### Supplied data
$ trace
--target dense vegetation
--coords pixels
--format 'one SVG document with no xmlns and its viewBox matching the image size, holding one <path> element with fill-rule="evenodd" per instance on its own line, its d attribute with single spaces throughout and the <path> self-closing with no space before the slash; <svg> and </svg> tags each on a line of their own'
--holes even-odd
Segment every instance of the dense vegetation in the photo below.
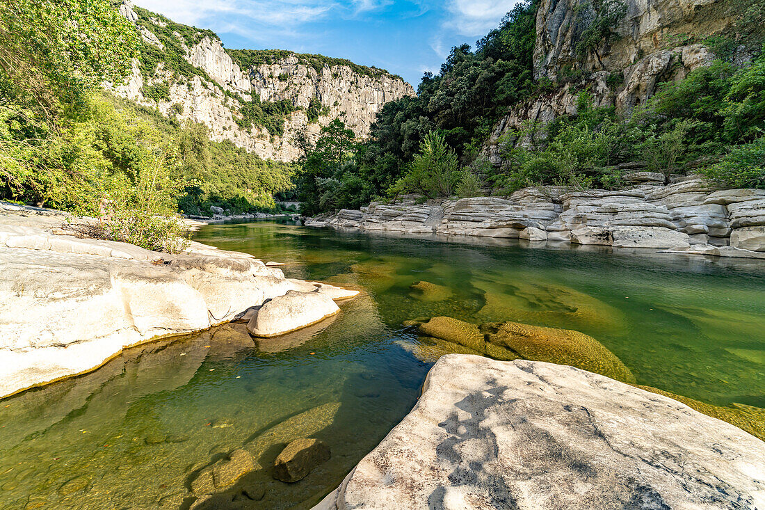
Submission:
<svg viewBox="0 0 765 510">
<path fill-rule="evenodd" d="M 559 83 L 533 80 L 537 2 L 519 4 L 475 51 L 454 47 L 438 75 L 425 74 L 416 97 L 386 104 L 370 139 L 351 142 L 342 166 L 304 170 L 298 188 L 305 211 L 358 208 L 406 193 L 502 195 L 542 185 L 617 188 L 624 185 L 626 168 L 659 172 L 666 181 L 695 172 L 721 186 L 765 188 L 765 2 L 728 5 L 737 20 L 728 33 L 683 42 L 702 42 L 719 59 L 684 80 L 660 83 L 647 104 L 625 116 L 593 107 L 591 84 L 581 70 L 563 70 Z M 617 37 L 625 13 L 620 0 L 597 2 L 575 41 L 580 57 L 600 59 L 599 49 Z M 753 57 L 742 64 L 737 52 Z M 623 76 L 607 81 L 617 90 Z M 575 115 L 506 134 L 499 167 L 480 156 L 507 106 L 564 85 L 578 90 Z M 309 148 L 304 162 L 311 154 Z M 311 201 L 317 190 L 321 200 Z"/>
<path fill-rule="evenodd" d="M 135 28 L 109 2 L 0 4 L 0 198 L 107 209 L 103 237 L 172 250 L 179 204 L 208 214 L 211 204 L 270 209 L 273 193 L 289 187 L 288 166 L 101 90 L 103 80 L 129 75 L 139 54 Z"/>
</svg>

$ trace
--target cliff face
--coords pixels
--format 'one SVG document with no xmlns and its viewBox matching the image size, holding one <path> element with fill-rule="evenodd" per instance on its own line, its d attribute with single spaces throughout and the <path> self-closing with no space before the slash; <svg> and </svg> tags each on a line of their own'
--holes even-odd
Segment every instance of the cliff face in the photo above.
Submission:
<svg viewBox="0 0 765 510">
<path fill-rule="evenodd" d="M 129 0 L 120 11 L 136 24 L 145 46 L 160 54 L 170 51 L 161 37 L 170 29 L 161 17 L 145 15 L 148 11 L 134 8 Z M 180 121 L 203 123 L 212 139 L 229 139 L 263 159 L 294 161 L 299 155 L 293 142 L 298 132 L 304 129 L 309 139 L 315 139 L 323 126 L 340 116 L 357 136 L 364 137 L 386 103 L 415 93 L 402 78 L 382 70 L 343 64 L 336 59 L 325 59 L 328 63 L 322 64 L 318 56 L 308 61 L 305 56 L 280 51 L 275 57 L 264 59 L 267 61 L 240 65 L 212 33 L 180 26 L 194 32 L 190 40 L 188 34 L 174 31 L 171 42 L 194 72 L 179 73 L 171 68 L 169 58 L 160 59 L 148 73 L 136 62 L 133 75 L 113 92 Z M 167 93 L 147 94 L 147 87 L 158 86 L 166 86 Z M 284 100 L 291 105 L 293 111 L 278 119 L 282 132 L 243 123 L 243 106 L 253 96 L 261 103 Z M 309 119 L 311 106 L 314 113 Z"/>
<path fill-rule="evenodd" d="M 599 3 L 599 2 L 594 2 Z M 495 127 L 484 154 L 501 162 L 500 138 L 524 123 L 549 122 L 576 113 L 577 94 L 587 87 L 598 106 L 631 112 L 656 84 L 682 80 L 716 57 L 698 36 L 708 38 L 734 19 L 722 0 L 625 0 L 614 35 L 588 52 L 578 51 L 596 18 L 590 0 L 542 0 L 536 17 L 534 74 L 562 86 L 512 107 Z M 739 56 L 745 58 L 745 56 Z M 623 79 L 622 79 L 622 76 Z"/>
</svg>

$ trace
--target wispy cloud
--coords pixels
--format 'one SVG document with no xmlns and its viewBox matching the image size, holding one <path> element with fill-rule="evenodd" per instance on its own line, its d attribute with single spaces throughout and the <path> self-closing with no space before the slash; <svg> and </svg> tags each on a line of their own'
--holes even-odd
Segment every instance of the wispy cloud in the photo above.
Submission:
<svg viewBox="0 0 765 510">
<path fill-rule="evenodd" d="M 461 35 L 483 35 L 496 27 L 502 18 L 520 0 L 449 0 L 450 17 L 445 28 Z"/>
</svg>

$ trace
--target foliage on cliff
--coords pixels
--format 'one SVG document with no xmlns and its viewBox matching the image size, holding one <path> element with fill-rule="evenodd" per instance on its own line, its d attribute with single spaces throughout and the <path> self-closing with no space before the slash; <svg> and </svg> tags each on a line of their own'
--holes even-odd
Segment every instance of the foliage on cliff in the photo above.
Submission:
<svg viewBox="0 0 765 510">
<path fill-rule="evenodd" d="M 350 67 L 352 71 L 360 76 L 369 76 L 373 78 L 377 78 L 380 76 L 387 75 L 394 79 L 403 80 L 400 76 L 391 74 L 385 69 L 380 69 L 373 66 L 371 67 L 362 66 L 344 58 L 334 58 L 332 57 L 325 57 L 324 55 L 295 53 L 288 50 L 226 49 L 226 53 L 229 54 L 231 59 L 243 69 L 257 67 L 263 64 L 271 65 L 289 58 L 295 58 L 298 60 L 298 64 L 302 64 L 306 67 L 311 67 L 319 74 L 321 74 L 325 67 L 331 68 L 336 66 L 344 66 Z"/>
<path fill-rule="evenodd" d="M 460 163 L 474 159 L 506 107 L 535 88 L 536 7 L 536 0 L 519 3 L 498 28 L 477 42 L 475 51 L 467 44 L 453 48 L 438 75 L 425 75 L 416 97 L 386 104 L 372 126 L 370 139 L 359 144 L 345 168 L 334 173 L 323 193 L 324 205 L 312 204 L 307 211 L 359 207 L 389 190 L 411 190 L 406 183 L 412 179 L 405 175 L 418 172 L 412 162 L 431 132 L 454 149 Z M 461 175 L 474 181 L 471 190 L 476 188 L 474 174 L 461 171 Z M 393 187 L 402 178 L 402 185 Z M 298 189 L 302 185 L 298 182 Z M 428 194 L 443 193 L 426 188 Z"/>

### Task statement
Locate every line in the records above that contains the word "vegetation" and copy each of those lines.

### Solution for this problem
--target dense vegetation
Segment every instance of the dense vegetation in the photo below.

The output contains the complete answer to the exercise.